** AIM OF THE TASK **
Don't include any picture when you restate the data word for word.

============================================================

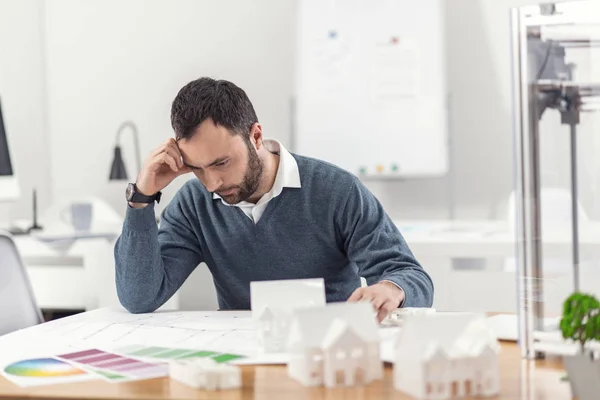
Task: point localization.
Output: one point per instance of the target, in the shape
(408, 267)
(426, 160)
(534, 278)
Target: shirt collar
(288, 174)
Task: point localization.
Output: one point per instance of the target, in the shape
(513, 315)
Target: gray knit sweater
(332, 227)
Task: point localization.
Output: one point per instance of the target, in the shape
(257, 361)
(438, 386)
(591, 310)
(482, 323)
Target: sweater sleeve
(152, 263)
(374, 243)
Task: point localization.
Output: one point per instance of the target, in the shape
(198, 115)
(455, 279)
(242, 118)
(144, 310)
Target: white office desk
(469, 262)
(73, 275)
(483, 239)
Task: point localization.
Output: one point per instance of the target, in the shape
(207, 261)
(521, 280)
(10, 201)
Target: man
(256, 212)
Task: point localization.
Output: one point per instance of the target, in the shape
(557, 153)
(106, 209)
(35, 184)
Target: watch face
(129, 191)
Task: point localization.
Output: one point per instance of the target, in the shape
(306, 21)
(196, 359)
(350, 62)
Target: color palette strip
(169, 353)
(43, 368)
(114, 367)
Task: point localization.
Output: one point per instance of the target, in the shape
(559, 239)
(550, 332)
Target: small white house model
(205, 373)
(336, 345)
(273, 302)
(446, 355)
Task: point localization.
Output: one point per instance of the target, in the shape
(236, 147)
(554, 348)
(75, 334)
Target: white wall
(113, 60)
(22, 93)
(480, 83)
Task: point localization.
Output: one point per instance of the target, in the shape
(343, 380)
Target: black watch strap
(134, 196)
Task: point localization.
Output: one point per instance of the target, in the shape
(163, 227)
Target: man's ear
(256, 135)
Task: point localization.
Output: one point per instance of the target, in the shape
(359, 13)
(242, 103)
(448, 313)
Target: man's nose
(212, 181)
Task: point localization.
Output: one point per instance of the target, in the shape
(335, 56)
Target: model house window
(357, 352)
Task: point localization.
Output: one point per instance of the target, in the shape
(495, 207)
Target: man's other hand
(385, 297)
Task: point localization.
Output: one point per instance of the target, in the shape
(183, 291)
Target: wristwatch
(132, 195)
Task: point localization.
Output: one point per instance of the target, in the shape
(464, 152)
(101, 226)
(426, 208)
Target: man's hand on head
(385, 297)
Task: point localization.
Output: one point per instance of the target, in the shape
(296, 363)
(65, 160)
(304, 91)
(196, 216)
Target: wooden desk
(520, 379)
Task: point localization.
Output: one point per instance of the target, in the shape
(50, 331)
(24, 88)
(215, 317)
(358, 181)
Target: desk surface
(520, 379)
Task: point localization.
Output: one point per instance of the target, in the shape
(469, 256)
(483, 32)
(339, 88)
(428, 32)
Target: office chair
(18, 307)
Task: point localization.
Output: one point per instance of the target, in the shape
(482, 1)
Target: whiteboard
(371, 91)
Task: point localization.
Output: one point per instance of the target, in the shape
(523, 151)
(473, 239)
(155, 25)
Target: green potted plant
(581, 324)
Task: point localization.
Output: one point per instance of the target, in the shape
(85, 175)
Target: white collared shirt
(288, 175)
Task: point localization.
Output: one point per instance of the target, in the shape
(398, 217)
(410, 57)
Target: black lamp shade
(5, 164)
(117, 169)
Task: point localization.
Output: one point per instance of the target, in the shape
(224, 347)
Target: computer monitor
(9, 186)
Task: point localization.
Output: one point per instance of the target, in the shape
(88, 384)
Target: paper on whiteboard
(394, 73)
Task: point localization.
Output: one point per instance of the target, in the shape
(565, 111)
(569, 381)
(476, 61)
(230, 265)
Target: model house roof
(322, 326)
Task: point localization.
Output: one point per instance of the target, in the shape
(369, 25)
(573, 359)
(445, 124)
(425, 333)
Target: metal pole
(574, 206)
(528, 189)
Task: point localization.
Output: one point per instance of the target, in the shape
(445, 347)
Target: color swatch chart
(114, 367)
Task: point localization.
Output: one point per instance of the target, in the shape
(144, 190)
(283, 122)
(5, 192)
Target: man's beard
(251, 181)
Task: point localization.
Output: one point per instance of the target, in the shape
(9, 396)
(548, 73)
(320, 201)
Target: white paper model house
(205, 373)
(336, 345)
(446, 355)
(273, 302)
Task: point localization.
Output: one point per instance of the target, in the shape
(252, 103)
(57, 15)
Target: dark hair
(222, 101)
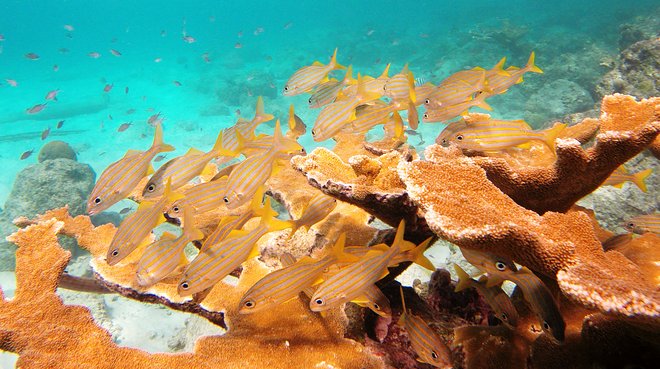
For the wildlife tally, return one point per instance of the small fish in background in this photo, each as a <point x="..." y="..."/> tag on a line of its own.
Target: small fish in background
<point x="155" y="119"/>
<point x="35" y="109"/>
<point x="124" y="126"/>
<point x="621" y="176"/>
<point x="52" y="95"/>
<point x="644" y="223"/>
<point x="26" y="154"/>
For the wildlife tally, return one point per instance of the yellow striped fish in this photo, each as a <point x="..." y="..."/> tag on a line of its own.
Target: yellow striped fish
<point x="244" y="128"/>
<point x="200" y="198"/>
<point x="306" y="78"/>
<point x="253" y="172"/>
<point x="495" y="297"/>
<point x="182" y="169"/>
<point x="285" y="284"/>
<point x="499" y="83"/>
<point x="351" y="281"/>
<point x="213" y="264"/>
<point x="120" y="178"/>
<point x="137" y="226"/>
<point x="401" y="86"/>
<point x="536" y="293"/>
<point x="325" y="93"/>
<point x="337" y="115"/>
<point x="644" y="223"/>
<point x="425" y="341"/>
<point x="297" y="127"/>
<point x="318" y="207"/>
<point x="447" y="112"/>
<point x="162" y="257"/>
<point x="621" y="175"/>
<point x="502" y="135"/>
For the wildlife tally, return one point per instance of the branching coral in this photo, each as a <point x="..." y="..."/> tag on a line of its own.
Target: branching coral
<point x="46" y="333"/>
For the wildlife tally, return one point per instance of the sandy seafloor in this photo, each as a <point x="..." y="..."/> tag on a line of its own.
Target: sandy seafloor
<point x="437" y="38"/>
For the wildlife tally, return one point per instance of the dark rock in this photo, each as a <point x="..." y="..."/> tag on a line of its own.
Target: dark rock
<point x="56" y="150"/>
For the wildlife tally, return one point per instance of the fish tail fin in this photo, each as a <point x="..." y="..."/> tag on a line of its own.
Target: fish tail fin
<point x="419" y="258"/>
<point x="337" y="250"/>
<point x="260" y="116"/>
<point x="158" y="140"/>
<point x="463" y="279"/>
<point x="413" y="116"/>
<point x="530" y="64"/>
<point x="333" y="61"/>
<point x="639" y="177"/>
<point x="272" y="223"/>
<point x="550" y="135"/>
<point x="499" y="67"/>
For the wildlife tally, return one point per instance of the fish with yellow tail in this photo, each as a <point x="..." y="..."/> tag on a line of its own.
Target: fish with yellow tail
<point x="499" y="83"/>
<point x="253" y="172"/>
<point x="308" y="77"/>
<point x="200" y="199"/>
<point x="492" y="136"/>
<point x="285" y="284"/>
<point x="167" y="254"/>
<point x="621" y="176"/>
<point x="498" y="300"/>
<point x="121" y="177"/>
<point x="350" y="282"/>
<point x="211" y="265"/>
<point x="137" y="226"/>
<point x="425" y="341"/>
<point x="534" y="290"/>
<point x="297" y="127"/>
<point x="318" y="207"/>
<point x="644" y="223"/>
<point x="183" y="169"/>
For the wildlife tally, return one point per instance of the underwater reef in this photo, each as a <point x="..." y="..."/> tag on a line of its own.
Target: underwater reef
<point x="320" y="290"/>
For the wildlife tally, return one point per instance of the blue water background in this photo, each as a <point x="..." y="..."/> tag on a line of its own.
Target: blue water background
<point x="437" y="38"/>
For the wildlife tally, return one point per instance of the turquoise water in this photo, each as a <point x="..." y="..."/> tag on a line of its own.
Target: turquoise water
<point x="276" y="38"/>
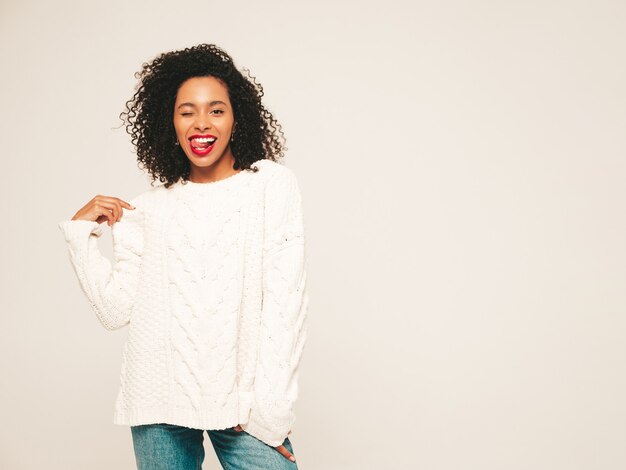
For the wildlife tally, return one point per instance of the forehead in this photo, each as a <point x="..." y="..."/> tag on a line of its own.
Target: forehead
<point x="201" y="89"/>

============================================================

** ANSWER SPACE **
Task: point localization.
Output: one point per instance of the target, in the shape
(408, 267)
(426, 160)
(534, 278)
Target: shirt collar
(288, 174)
Task: point localization.
Output: one point per instance of the target, in the shape
(513, 315)
Target: gray knit sweater
(332, 227)
Task: point localization.
Output: one point per instance of the target, in the shape
(257, 361)
(438, 386)
(591, 310)
(482, 323)
Target: sweater sleeve
(152, 263)
(374, 243)
Task: point localization.
Output: one point per instance of the target, in the shape
(198, 115)
(455, 279)
(242, 118)
(144, 310)
Target: white office desk
(469, 262)
(73, 275)
(483, 239)
Task: point localization.
Output: one point per instance of the target, in the shape
(207, 261)
(521, 280)
(10, 201)
Target: man
(256, 212)
Task: point localization.
Output: one point per instance of the target, in the shape
(557, 153)
(106, 209)
(35, 184)
Target: watch face
(129, 191)
Task: point localization.
Output: one point per instance of the target, in the shape
(306, 21)
(196, 359)
(350, 62)
Target: color palette strip
(169, 353)
(43, 368)
(114, 367)
Task: point localization.
Output: one point per instance of the target, in the shape
(559, 239)
(550, 332)
Target: small white house model
(205, 373)
(336, 345)
(273, 302)
(446, 355)
Task: point localization.
Output: one point per instance of the target, in the shape
(236, 147)
(554, 348)
(75, 334)
Target: white wall
(113, 60)
(22, 93)
(480, 83)
Task: point localization.
Output: one point per instance of the target, in the shape
(343, 380)
Target: black watch strap
(134, 196)
Task: point localization.
Output: one point per instance of the target, in the shape
(163, 227)
Target: man's ear
(256, 135)
Task: point localization.
Output: one point per instance of the target, in the shape
(359, 13)
(242, 103)
(448, 313)
Target: man's nose
(212, 181)
Task: point localization.
Output: one point per instance of the target, in the shape
(335, 56)
Target: model house window
(357, 352)
Task: point localization.
Output: one point per instance of the target, in the shape
(495, 207)
Target: man's other hand
(385, 297)
Task: point localization.
Output: one point per instance of the target, in the shape
(183, 291)
Target: wristwatch
(132, 195)
Task: point localization.
Output: one point per instance of the target, in the shape
(464, 152)
(101, 226)
(426, 208)
Target: man's hand on head
(385, 297)
Task: point localization.
Output: one point per instance of the target, in the shape
(296, 363)
(65, 160)
(304, 91)
(196, 216)
Target: wooden desk
(520, 379)
Task: point localization.
Output: one point per instance of the target, in the shape
(50, 331)
(24, 88)
(215, 317)
(358, 181)
Target: desk surface
(520, 379)
Task: point localization.
Output: one point per instance of the target, in the shape
(469, 256)
(483, 32)
(339, 88)
(428, 32)
Target: office chair
(18, 307)
Task: point localization.
Output: one point per instance of the target, in the shape
(482, 1)
Target: whiteboard
(371, 91)
Task: point localization.
Output: one point per instance of the target, in the shape
(523, 151)
(473, 239)
(155, 25)
Target: green potted plant
(581, 324)
Task: point localization.
Output: one point per instance of the target, in the shape
(85, 175)
Target: white collared shirt
(288, 175)
Task: point localization.
Output: one point per instance of the target, in the shape
(398, 217)
(410, 57)
Target: black lamp shade
(5, 164)
(117, 169)
Task: point localization.
Output: one point per instance of the target, in the shape
(224, 347)
Target: computer monitor
(9, 186)
Task: point localization.
Output: one point per instance of the target, in the shape
(88, 384)
Target: paper on whiteboard
(394, 73)
Task: point localization.
Output: one point per instance of the target, in the shape
(565, 111)
(569, 381)
(476, 61)
(230, 265)
Target: model house roof
(322, 326)
Task: point localization.
Output: one point per instance of the target, in the shape
(369, 25)
(573, 359)
(445, 124)
(425, 333)
Target: metal pole
(574, 206)
(528, 189)
Task: point localization.
Output: one point per instance of the target, in the shape
(445, 347)
Target: color swatch chart
(114, 367)
Task: point localization.
Output: one point per instance of the target, in the shape
(144, 190)
(283, 122)
(5, 192)
Target: man's beard
(251, 181)
Task: point localization.
Output: one point per instance of the target, in the shape
(9, 396)
(548, 73)
(320, 201)
Target: white paper model house
(205, 373)
(336, 345)
(446, 355)
(273, 302)
Task: point localization.
Output: one point per instance of the target, in the shape
(252, 103)
(57, 15)
Target: dark hair
(222, 101)
For the wildlife tally, return one point per instance of the small fish in background in this photo, each as a <point x="..." y="..."/> tag on a line of its own.
Target: small fish in background
<point x="155" y="119"/>
<point x="35" y="109"/>
<point x="124" y="126"/>
<point x="621" y="176"/>
<point x="52" y="95"/>
<point x="644" y="223"/>
<point x="26" y="154"/>
For the wildlife tally, return one point per instance of the yellow striped fish in this photo, each as a <point x="..." y="..."/> tag on a line of its own.
Target: yellow striped fish
<point x="244" y="128"/>
<point x="200" y="198"/>
<point x="306" y="78"/>
<point x="253" y="172"/>
<point x="495" y="297"/>
<point x="182" y="169"/>
<point x="285" y="284"/>
<point x="499" y="83"/>
<point x="351" y="281"/>
<point x="213" y="264"/>
<point x="120" y="178"/>
<point x="137" y="226"/>
<point x="401" y="86"/>
<point x="536" y="293"/>
<point x="325" y="93"/>
<point x="337" y="115"/>
<point x="644" y="223"/>
<point x="425" y="341"/>
<point x="297" y="127"/>
<point x="318" y="207"/>
<point x="447" y="112"/>
<point x="162" y="257"/>
<point x="621" y="175"/>
<point x="502" y="135"/>
For the wildlife tally, return one point per instance of the branching coral in this photo, each as a <point x="..." y="..."/> tag on a line of its own.
Target: branching coral
<point x="46" y="333"/>
For the wildlife tally, return one point per instance of the sandy seafloor in this photo, each as a <point x="..." y="..."/> tag on a line of its own.
Target: sandy seafloor
<point x="437" y="38"/>
For the wildlife tally, return one point per instance of the dark rock in this photo, each as a <point x="..." y="..."/> tag on a line of its own.
Target: dark rock
<point x="56" y="150"/>
For the wildlife tally, return one point per instance of the fish tail fin in this photo, each as a <point x="..." y="..."/> tag on a line of its own.
Target: fish tail fin
<point x="419" y="258"/>
<point x="337" y="250"/>
<point x="260" y="116"/>
<point x="158" y="140"/>
<point x="463" y="279"/>
<point x="413" y="116"/>
<point x="530" y="64"/>
<point x="333" y="61"/>
<point x="639" y="177"/>
<point x="272" y="223"/>
<point x="550" y="135"/>
<point x="499" y="67"/>
For the wildlife tally, return one point per instance of the fish with yellow tail in this photo, each as a <point x="..." y="..."/> tag on a line of its own.
Target: fish with yellow tail
<point x="499" y="83"/>
<point x="253" y="172"/>
<point x="308" y="77"/>
<point x="200" y="199"/>
<point x="492" y="136"/>
<point x="285" y="284"/>
<point x="167" y="254"/>
<point x="621" y="176"/>
<point x="498" y="300"/>
<point x="121" y="177"/>
<point x="350" y="282"/>
<point x="211" y="265"/>
<point x="137" y="226"/>
<point x="425" y="341"/>
<point x="534" y="290"/>
<point x="297" y="127"/>
<point x="318" y="207"/>
<point x="644" y="223"/>
<point x="183" y="169"/>
For the wildlife tally, return one point per instance of the underwater reef in this photo, each as a <point x="..." y="..."/> tag on a line of its own.
Target: underwater reef
<point x="320" y="290"/>
For the wildlife tally, return one point per instance of the blue water background in this photo, each as a <point x="..." y="..."/> tag on a line of its own.
Target: blue water background
<point x="437" y="38"/>
For the wildlife tally, return one point per instance of the turquoise water in this photo, each as a <point x="..." y="..."/> tag on a line of its own.
Target: turquoise water
<point x="276" y="38"/>
For the wildlife tally, return one point per instance of the forehead in this photo, each as a <point x="..." y="..."/> tag on a line of its own.
Target: forehead
<point x="201" y="89"/>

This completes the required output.